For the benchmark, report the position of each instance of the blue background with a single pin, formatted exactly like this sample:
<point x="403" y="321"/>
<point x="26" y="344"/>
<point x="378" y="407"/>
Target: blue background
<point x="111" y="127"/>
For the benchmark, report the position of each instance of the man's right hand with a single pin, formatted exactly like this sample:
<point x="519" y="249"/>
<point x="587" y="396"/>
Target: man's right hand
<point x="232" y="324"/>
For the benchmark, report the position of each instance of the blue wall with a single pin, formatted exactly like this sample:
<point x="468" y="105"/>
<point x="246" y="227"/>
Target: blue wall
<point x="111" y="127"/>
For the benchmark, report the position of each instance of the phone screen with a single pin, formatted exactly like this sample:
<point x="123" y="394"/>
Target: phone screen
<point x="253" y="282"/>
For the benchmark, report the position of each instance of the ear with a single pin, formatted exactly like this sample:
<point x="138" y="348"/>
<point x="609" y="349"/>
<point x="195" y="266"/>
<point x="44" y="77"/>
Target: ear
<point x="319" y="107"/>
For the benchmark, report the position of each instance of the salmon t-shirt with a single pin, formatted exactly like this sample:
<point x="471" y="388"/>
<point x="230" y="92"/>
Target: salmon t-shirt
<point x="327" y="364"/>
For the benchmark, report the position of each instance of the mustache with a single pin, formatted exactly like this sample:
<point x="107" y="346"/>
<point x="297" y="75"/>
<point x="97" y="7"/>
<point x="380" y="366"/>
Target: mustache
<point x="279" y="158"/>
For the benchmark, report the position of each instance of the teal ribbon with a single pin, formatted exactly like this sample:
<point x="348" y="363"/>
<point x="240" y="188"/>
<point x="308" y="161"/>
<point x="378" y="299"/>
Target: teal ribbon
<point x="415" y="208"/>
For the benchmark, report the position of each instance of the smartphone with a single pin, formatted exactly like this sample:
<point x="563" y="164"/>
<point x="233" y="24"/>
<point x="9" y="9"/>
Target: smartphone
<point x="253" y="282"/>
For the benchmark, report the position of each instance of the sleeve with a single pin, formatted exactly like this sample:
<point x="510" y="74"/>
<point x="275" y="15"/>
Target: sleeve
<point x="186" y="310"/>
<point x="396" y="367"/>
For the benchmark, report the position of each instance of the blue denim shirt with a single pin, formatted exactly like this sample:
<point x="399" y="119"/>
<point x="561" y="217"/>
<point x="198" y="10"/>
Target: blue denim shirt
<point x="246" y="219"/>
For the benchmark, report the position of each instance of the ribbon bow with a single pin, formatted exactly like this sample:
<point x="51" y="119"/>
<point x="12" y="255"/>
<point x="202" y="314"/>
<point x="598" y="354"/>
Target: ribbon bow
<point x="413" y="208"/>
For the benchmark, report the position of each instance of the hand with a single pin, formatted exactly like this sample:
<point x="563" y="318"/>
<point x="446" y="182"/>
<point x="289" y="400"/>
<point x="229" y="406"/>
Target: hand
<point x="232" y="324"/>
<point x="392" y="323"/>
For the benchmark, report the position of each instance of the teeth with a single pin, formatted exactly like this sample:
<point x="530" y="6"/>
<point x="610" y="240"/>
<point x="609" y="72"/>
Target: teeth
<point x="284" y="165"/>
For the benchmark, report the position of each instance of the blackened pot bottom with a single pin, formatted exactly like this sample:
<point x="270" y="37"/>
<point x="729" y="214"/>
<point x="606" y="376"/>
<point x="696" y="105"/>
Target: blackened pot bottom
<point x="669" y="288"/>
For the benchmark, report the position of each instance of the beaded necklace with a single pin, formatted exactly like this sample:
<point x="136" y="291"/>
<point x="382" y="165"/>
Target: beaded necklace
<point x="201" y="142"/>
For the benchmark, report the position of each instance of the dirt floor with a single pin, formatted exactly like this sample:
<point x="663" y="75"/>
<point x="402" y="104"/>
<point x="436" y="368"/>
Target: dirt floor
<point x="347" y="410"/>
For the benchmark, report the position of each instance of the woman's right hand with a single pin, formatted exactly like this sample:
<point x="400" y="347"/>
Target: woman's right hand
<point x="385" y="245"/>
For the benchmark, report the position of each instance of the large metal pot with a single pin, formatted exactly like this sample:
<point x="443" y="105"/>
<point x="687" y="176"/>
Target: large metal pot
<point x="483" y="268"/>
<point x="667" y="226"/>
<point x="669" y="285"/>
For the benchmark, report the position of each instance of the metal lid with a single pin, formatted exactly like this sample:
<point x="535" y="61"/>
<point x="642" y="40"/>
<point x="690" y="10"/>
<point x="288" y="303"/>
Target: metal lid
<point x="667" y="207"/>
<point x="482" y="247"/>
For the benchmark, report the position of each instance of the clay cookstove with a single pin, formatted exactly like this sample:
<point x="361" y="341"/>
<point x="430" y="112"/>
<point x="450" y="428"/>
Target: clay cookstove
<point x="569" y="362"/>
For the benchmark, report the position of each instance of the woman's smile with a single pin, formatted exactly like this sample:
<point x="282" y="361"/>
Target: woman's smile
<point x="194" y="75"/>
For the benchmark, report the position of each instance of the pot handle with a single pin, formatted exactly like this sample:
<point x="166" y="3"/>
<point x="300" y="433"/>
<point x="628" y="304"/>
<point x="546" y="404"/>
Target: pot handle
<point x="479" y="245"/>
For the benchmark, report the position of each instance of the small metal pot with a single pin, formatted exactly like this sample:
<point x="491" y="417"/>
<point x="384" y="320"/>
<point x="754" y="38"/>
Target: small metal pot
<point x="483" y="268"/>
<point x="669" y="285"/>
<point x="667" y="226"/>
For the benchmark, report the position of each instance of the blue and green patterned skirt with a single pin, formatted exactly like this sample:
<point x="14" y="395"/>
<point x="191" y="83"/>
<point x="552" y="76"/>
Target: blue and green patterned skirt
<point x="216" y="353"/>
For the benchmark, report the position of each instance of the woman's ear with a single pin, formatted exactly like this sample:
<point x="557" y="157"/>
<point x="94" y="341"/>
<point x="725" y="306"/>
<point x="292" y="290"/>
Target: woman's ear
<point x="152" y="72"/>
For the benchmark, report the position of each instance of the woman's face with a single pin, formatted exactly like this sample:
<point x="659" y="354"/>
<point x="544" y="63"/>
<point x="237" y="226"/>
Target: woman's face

[Written problem]
Every line of the material must be returned exactly as it appears.

[Result of this task]
For the benchmark, report the position of each instance of the blue background with a single pin, formatted exactly like this sample:
<point x="403" y="321"/>
<point x="26" y="344"/>
<point x="378" y="407"/>
Target: blue background
<point x="111" y="127"/>
For the benchmark, report the position of each instance of the man's right hand with a single pin, formatted exactly like this sample:
<point x="519" y="249"/>
<point x="587" y="396"/>
Target: man's right hand
<point x="232" y="324"/>
For the benchmark, report the position of each instance of the blue wall with a single pin, formatted exactly like this sample:
<point x="468" y="105"/>
<point x="246" y="227"/>
Target: blue wall
<point x="111" y="127"/>
For the benchmark, report the position of each instance of the phone screen with a single pin, formatted exactly like this sample:
<point x="123" y="394"/>
Target: phone screen
<point x="253" y="282"/>
For the benchmark, report the position of each instance of the ear with a single pin, formatted exactly like this sample:
<point x="138" y="348"/>
<point x="609" y="349"/>
<point x="195" y="266"/>
<point x="44" y="77"/>
Target: ear
<point x="319" y="107"/>
For the benchmark, report the position of each instance of the salmon t-shirt with a single pin, formatted exactly like this sample:
<point x="471" y="388"/>
<point x="230" y="92"/>
Target: salmon t-shirt
<point x="327" y="364"/>
For the benchmark, report the position of each instance of the mustache with a single pin, formatted exactly like this sample:
<point x="107" y="346"/>
<point x="297" y="75"/>
<point x="97" y="7"/>
<point x="380" y="366"/>
Target: mustache
<point x="279" y="158"/>
For the benchmark, report the position of each instance of the teal ribbon with a single pin, formatted exactly like this sample:
<point x="348" y="363"/>
<point x="240" y="188"/>
<point x="308" y="161"/>
<point x="378" y="299"/>
Target: teal ribbon
<point x="415" y="208"/>
For the benchmark, report the position of each instance of the smartphone with a single pin, formatted exactly like this sample:
<point x="563" y="164"/>
<point x="233" y="24"/>
<point x="9" y="9"/>
Target: smartphone
<point x="253" y="282"/>
For the benchmark, report the position of each instance of the sleeve with a single pin, formatted exactly like this sample:
<point x="510" y="74"/>
<point x="275" y="15"/>
Target: sleeve
<point x="186" y="310"/>
<point x="396" y="367"/>
For the benchmark, report the position of each instance of the blue denim shirt with a single pin, formatted exactly like this sample:
<point x="399" y="119"/>
<point x="561" y="217"/>
<point x="198" y="10"/>
Target: blue denim shirt
<point x="246" y="219"/>
For the benchmark, report the position of each instance of the ribbon bow with a single pin, formatted exactly like this sample:
<point x="51" y="119"/>
<point x="12" y="255"/>
<point x="202" y="314"/>
<point x="598" y="354"/>
Target: ribbon bow
<point x="413" y="208"/>
For the benchmark, report the position of each instance of the hand with a single pin, formatted exactly like this sample:
<point x="563" y="318"/>
<point x="446" y="182"/>
<point x="289" y="400"/>
<point x="229" y="406"/>
Target: hand
<point x="232" y="324"/>
<point x="392" y="323"/>
For the benchmark, report the position of each instance of the teeth with a single pin, formatted exactly like this sample:
<point x="530" y="6"/>
<point x="610" y="240"/>
<point x="609" y="72"/>
Target: teeth
<point x="284" y="165"/>
For the benchmark, report the position of each instance of the blackened pot bottom with a single pin, formatted exactly like this sample:
<point x="270" y="37"/>
<point x="729" y="214"/>
<point x="606" y="376"/>
<point x="696" y="105"/>
Target: blackened pot bottom
<point x="669" y="288"/>
For the benchmark, report the position of each instance of the beaded necklace with a single pin, formatted exactly like this sample:
<point x="136" y="291"/>
<point x="382" y="165"/>
Target: beaded necklace
<point x="201" y="142"/>
For the benchmark, report the position of each instance of the dirt floor with a single pin, formatted exactly like this sample:
<point x="663" y="75"/>
<point x="402" y="104"/>
<point x="436" y="368"/>
Target: dirt floor
<point x="347" y="410"/>
For the benchmark, report the position of each instance of the woman's right hand with a single pin, formatted exactly like this sample:
<point x="400" y="347"/>
Target: woman's right hand
<point x="385" y="245"/>
For the benchmark, report the position of each instance of the large metal pot with a single pin, formatted exactly like this sample:
<point x="443" y="105"/>
<point x="687" y="176"/>
Target: large metal pot
<point x="483" y="268"/>
<point x="667" y="226"/>
<point x="669" y="285"/>
For the benchmark, report the position of each instance of the metal lid with a single pin, formatted exactly like this sample:
<point x="535" y="61"/>
<point x="642" y="40"/>
<point x="690" y="10"/>
<point x="288" y="303"/>
Target: metal lid
<point x="667" y="207"/>
<point x="482" y="247"/>
For the benchmark, report the position of each instance of the clay cookstove with a single pin, formatted exactly like this sample:
<point x="361" y="341"/>
<point x="430" y="112"/>
<point x="450" y="428"/>
Target: clay cookstove
<point x="569" y="362"/>
For the benchmark, report the position of each instance of the woman's smile with a single pin, formatted exactly like this sample:
<point x="282" y="361"/>
Target: woman's smile
<point x="194" y="75"/>
For the benchmark, report the position of each instance of the pot handle with a single pin, formatted exactly like this sample:
<point x="166" y="3"/>
<point x="300" y="433"/>
<point x="628" y="304"/>
<point x="546" y="404"/>
Target: pot handle
<point x="479" y="245"/>
For the benchmark, report the position of each instance of the small metal pot with a single pin, formatted exactly like this sample:
<point x="491" y="417"/>
<point x="384" y="320"/>
<point x="754" y="38"/>
Target: small metal pot
<point x="483" y="268"/>
<point x="669" y="285"/>
<point x="667" y="226"/>
For the benchmark, report the position of each instance of the blue and green patterned skirt with a single pin, formatted exactly like this sample:
<point x="14" y="395"/>
<point x="191" y="83"/>
<point x="552" y="76"/>
Target: blue and green patterned skirt
<point x="216" y="353"/>
For the benchmark, report the position of each instance of the woman's ear with a single pin, formatted exactly like this sample:
<point x="557" y="157"/>
<point x="94" y="341"/>
<point x="725" y="306"/>
<point x="292" y="290"/>
Target: woman's ear
<point x="152" y="72"/>
For the benchmark, report the position of each instance of the woman's face with a single pin, formatted exactly like this sample:
<point x="659" y="354"/>
<point x="544" y="63"/>
<point x="237" y="226"/>
Target: woman's face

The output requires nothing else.